- [WHAT YOU HAVE TO DO]: Only these lines should appear, exactly: the one containing "building in this photo, one line per instance." and every line after it through the end of the material below.
***** SUPPLIED MATERIAL
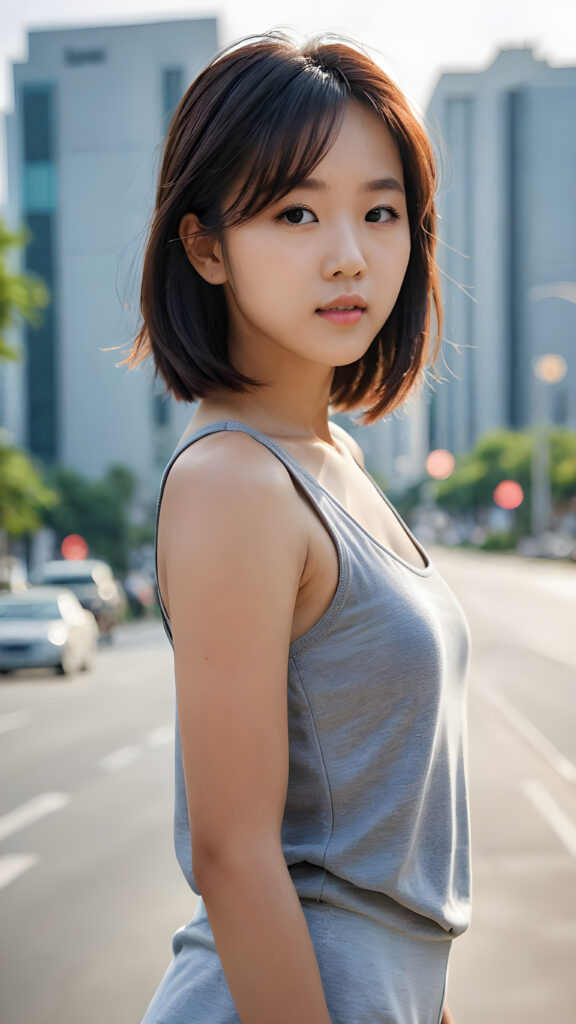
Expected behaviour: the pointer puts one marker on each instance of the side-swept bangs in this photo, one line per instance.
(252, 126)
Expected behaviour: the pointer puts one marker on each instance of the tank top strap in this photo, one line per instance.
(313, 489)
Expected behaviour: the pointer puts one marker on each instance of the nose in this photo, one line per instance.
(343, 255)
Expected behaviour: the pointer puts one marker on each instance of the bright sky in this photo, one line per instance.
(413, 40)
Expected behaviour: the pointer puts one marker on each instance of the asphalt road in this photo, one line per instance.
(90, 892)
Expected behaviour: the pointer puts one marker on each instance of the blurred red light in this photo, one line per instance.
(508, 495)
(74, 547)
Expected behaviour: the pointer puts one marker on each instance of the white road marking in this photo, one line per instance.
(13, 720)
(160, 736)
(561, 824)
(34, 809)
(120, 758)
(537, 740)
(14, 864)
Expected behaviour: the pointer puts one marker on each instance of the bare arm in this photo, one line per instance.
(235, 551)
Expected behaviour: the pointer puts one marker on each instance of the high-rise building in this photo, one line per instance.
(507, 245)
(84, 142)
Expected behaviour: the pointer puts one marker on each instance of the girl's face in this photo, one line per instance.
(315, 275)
**********
- [PROBLEM SOLUTION]:
Expected behaviour: the pointer puts one marker on each instance of the high-rise building in this photo, one line per instance.
(507, 245)
(84, 142)
Expected behaviour: the pointer puts one marker on each instance of the girl's face in this photo, one line per instance.
(315, 275)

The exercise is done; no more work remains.